COMPLETE THE FOLLOWING →
A: In the text on glacial cycles and mid-ocean ridges, reproduce the part that opens with the words containing "Glacial cycles redistribute" and closes with "of the sea floor.", changing "abyssal hills" to "seafloor ridges".
B: Condense the paragraph beginning "The bathymetry of the sea floor has strikingly regular" from the text on glacial cycles and mid-ocean ridges into a short bulleted list that keeps its main facts.

TEXT SEGMENT →

Connecting orbit to the ocean floor

The amount of magma erupted at mid-ocean ridges can be modified by periodic ice ages that alter sea level. Crowley et al. analyzed high-resolution ocean depth data across the Australian-Antarctic ocean ridge (see the Perspective by Conrad). The results revealed 23-, 41-, and 100-thousand-year periodicity. These periods are similar to the well-known Milankovitch cycles associated with ice ages that are triggered by changes in Earth's orbit. Decreasing sea levels decrease the overlying pressure, thereby increasing the amount of erupted magma. The cyclic nature of glaciations and sea level creates a series of spaced topographic highs along the sea floor. Thus, Earth's atmosphere and mantle are coupled on a glacial time scale.

Science, this issue p. 1237; see also p. 1204


Glacial cycles redistribute water between oceans and continents, causing pressure changes in the upper mantle, with consequences for the melting of Earth’s interior. Using Plio-Pleistocene sea-level variations as a forcing function, theoretical models of mid-ocean ridge dynamics that include melt transport predict temporal variations in crustal thickness of hundreds of meters. New bathymetry from the Australian-Antarctic ridge shows statistically significant spectral energy near the Milankovitch periods of 23, 41, and 100 thousand years, which is consistent with model predictions. These results suggest that abyssal hills, one of the most common bathymetric features on Earth, record the magmatic response to changes in sea level. The models and data support a link between glacial cycles at the surface and mantle melting at depth, recorded in the bathymetric fabric of the sea floor.

The bathymetry of the sea floor has strikingly regular variations around intermediate and fast-spreading ocean ridges. Parallel to the ridge are long, linear features with quasi-regular spacing called abyssal hills (1). High-resolution mapping of the sea floor over the past few decades (24) has shown that these hills are among the most common topographic features of the planet, populating the sea floor over ~50,000 km of ridge length. Hypothesized models for these features include extensional faulting parallel to the ridge (3), variations in the magmatic budget of ridge volcanoes (5), and variation in mantle melting under ridges owing to sea-level change associated with glacial cycles (6). This latter model stems from the fact that glacial-interglacial variations transfer ~5 × 1019 kg of water between the oceans and the continents. This mass redistribution translates to sea-level variations of ~100 m and modifies the lithostatic pressure beneath the entire ocean. Because mantle melting beneath ridges is driven by depressurization, ocean ridge volcanism should respond to sea-level changes, potentially leading to changes in the thickness and elevation of ocean crust.

DATA SUPPLIED →

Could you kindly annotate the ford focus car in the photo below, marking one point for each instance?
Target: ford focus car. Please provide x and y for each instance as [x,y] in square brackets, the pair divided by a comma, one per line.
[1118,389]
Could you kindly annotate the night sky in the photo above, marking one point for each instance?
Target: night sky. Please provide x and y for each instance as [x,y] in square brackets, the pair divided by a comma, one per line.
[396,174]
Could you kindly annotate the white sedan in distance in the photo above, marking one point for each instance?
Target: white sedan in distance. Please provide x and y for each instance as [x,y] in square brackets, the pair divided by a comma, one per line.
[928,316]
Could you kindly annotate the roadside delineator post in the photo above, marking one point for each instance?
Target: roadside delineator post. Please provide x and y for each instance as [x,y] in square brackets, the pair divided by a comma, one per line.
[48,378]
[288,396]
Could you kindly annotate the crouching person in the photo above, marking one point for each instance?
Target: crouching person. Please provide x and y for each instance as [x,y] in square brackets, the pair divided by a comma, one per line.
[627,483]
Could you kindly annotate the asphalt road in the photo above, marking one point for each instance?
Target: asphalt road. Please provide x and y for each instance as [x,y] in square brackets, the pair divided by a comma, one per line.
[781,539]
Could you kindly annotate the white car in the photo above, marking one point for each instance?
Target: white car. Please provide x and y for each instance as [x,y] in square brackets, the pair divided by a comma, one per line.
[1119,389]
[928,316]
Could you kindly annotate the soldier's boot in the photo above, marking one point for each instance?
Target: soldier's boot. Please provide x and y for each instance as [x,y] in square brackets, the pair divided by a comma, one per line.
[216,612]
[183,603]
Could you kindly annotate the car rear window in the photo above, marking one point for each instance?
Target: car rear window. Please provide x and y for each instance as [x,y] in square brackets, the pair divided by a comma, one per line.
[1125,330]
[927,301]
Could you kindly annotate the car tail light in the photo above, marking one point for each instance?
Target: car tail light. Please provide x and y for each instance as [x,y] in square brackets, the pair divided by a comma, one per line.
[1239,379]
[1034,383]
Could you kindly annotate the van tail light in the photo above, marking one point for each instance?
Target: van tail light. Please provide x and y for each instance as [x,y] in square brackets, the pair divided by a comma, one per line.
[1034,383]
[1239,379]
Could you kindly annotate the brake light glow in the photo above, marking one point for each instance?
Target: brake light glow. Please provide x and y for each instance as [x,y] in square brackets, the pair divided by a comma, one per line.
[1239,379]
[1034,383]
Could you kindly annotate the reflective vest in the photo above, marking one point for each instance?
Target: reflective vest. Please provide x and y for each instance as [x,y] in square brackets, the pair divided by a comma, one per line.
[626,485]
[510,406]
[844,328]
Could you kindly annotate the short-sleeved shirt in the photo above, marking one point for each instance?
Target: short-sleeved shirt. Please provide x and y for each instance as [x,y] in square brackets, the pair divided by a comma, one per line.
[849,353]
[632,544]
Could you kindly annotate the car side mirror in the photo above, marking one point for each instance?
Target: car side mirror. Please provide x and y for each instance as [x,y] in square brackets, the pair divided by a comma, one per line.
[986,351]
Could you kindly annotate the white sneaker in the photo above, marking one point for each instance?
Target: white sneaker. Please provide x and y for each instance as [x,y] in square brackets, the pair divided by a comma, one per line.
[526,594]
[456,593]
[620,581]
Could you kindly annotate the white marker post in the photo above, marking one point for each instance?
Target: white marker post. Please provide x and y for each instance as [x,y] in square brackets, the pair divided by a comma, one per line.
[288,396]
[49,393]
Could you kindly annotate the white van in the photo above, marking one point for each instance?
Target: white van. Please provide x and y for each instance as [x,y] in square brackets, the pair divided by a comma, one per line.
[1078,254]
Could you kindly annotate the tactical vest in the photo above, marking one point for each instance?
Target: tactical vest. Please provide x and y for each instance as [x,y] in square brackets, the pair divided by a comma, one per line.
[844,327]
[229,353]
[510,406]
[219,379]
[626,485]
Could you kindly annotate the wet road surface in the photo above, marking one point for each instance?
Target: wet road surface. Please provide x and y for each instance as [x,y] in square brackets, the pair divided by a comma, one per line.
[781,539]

SOLUTIONS TO EACH TASK →
A:
Glacial cycles redistribute water between oceans and continents, causing pressure changes in the upper mantle, with consequences for the melting of Earth’s interior. Using Plio-Pleistocene sea-level variations as a forcing function, theoretical models of mid-ocean ridge dynamics that include melt transport predict temporal variations in crustal thickness of hundreds of meters. New bathymetry from the Australian-Antarctic ridge shows statistically significant spectral energy near the Milankovitch periods of 23, 41, and 100 thousand years, which is consistent with model predictions. These results suggest that seafloor ridges, one of the most common bathymetric features on Earth, record the magmatic response to changes in sea level. The models and data support a link between glacial cycles at the surface and mantle melting at depth, recorded in the bathymetric fabric of the sea floor.

B:
- Sea-floor bathymetry varies with striking regularity around intermediate and fast-spreading ocean ridges.
- Abyssal hills are long, linear features that run parallel to the ridge with quasi-regular spacing.
- They are among the most common topographic features on the planet and cover the sea floor along about 50,000 km of ridge length.
- Three models have been proposed to explain them:
  - extensional faulting parallel to the ridge
  - variations in the magmatic budget of ridge volcanoes
  - variations in mantle melting beneath ridges caused by glacial sea-level change
- Glacial-interglacial cycles move water between the oceans and continents. This shifts sea level by about 100 m and alters lithostatic pressure beneath the entire ocean.
- Depressurization drives mantle melting beneath ridges, so ridge volcanism should respond to sea-level change and may alter the thickness and elevation of ocean crust.